Find each line in the items below that contains the word "pink" and copy every such line in full.

* START Data for this task *

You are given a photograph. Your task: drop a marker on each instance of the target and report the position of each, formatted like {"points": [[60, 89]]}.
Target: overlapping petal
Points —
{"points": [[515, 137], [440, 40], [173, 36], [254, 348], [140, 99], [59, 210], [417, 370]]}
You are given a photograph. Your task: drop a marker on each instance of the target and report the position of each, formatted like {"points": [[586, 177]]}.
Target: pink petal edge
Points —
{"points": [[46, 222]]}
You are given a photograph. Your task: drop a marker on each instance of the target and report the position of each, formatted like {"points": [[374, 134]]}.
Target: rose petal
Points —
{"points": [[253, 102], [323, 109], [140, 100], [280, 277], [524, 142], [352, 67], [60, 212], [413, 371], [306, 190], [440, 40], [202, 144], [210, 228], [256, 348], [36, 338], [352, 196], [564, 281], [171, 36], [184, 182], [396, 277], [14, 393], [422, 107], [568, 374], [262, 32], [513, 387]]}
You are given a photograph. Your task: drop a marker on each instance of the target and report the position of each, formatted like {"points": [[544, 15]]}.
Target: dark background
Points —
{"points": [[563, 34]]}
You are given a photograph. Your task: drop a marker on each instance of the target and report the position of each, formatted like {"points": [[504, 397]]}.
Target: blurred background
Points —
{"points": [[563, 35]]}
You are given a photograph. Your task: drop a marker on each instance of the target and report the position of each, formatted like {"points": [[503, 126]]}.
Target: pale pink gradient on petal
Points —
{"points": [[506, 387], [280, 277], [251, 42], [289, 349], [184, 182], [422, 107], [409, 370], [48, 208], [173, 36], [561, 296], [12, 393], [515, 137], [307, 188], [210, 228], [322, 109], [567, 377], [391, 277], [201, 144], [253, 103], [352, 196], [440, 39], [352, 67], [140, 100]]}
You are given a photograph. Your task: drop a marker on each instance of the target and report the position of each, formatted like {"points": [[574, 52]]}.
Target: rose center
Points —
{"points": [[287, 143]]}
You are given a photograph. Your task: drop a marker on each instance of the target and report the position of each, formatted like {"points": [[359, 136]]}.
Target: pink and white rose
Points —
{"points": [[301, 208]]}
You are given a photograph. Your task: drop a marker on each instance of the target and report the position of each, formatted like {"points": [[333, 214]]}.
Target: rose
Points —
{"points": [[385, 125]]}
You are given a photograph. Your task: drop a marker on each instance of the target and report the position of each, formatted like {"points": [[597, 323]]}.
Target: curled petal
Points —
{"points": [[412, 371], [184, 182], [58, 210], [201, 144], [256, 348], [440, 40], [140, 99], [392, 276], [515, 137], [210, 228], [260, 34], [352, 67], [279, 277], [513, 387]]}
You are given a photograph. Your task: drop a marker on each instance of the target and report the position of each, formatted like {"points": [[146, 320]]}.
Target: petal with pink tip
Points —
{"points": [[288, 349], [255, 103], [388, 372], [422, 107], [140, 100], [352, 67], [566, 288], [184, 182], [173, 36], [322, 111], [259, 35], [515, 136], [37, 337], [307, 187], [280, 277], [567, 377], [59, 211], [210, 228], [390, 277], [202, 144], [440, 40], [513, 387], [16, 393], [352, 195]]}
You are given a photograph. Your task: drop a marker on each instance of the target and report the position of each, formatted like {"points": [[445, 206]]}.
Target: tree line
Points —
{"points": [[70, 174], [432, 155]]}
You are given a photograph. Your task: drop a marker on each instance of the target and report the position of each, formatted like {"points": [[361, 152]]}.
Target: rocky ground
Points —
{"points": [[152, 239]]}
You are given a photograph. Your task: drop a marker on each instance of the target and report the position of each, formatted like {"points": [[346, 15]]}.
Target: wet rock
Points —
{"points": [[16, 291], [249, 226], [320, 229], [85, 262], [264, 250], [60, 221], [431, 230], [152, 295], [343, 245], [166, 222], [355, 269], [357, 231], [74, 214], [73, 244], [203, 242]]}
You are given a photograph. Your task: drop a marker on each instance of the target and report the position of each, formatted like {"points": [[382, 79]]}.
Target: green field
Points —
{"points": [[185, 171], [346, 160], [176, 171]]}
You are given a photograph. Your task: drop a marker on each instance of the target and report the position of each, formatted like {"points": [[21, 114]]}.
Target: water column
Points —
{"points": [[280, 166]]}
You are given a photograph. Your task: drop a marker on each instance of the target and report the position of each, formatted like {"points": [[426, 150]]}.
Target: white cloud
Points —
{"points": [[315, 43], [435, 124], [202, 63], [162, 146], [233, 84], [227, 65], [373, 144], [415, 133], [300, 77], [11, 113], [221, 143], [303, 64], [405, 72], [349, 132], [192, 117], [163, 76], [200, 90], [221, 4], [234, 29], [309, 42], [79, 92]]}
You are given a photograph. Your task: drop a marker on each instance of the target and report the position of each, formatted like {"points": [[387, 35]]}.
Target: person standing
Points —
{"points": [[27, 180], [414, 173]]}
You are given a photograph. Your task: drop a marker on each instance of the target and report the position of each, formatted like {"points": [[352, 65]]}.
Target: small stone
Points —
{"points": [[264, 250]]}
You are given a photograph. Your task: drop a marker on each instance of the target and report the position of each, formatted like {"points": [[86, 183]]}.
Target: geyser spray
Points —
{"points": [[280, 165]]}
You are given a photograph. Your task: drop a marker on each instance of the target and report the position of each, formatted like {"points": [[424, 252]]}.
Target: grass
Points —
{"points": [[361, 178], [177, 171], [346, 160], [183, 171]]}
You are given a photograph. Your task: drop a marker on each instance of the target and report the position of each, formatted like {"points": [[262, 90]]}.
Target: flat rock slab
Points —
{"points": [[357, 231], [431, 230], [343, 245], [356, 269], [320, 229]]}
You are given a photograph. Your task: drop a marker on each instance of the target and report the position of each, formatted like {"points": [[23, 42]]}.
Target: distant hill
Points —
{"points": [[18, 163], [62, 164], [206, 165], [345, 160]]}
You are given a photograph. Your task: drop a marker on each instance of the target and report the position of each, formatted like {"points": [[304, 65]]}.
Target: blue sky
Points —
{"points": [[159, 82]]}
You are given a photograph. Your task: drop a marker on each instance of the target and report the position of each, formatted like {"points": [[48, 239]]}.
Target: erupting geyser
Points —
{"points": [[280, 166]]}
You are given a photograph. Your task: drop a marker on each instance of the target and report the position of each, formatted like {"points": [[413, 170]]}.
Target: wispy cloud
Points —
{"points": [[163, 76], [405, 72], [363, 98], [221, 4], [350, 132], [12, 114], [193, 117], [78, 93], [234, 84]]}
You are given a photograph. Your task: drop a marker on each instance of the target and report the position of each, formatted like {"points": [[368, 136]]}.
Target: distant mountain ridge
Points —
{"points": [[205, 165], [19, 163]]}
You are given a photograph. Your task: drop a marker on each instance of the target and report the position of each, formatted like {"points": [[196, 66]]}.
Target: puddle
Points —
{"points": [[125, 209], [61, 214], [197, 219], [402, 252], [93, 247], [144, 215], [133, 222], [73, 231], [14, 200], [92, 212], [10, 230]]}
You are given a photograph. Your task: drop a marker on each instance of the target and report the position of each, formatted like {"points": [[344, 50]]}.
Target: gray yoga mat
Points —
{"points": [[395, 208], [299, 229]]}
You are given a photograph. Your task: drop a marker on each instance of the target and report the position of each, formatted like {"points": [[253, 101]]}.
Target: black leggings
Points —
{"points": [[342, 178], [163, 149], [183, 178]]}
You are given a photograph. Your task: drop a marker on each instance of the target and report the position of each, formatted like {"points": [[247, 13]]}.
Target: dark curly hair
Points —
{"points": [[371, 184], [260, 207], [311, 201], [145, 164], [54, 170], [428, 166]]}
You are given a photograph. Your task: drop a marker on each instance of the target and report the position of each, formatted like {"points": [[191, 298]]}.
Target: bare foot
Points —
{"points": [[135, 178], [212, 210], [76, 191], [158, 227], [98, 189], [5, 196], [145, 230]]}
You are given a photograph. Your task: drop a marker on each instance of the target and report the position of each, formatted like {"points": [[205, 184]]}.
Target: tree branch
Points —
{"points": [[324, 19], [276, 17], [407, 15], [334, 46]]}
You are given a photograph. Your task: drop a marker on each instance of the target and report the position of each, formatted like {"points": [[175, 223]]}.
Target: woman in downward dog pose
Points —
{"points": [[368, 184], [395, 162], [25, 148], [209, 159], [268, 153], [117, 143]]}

* END Data for this task *

Final result
Target: pink petal edge
Target: pale pink gradient on petal
Target: pink and white rose
Target: petal with pink tip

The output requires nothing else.